▶ **Task**:
Show each line of the material below that contains the string "Input", treating uppercase and lowercase as different.

▶ **Records to use**:
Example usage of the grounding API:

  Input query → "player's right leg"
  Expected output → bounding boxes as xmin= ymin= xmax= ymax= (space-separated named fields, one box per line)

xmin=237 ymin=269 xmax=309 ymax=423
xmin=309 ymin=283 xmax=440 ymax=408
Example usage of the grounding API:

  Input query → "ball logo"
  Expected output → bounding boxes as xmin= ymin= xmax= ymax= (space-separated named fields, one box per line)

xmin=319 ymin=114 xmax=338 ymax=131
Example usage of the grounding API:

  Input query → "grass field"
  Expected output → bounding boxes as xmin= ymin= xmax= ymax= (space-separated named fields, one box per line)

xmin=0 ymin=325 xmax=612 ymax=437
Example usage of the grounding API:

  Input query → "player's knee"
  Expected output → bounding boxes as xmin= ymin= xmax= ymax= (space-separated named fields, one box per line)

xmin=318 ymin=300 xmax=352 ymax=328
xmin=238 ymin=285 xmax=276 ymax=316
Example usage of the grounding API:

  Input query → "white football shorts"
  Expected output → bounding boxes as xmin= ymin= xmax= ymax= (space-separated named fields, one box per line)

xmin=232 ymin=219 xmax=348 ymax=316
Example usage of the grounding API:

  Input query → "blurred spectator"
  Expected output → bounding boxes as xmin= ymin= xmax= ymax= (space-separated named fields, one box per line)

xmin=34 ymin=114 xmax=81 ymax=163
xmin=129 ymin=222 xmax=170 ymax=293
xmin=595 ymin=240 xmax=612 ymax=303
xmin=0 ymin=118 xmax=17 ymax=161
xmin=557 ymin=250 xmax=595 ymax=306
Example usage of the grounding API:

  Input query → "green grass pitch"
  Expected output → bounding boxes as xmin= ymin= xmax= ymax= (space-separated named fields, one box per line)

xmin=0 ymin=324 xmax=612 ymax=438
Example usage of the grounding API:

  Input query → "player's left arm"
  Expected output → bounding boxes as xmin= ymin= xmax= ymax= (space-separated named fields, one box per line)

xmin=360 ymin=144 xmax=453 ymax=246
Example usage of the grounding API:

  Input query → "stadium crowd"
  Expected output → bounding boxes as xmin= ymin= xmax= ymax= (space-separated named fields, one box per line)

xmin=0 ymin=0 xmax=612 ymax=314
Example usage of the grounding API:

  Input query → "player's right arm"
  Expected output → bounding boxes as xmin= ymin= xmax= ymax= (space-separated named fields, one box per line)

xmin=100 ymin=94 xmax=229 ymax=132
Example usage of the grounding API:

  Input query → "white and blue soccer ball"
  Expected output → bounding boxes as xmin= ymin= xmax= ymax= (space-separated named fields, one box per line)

▶ **Answer for the task**:
  Input query → "player's right leg"
  Input query → "ball logo"
  Input query → "grass field"
  Input query → "player's knee"
  Input query → "white football shorts"
  Input query → "blurred spectator"
  Input query → "green grass pitch"
  Input query → "player's left arm"
  Input query → "stadium crowd"
  Input query → "player's right arm"
  Input query → "white and blue soccer ball"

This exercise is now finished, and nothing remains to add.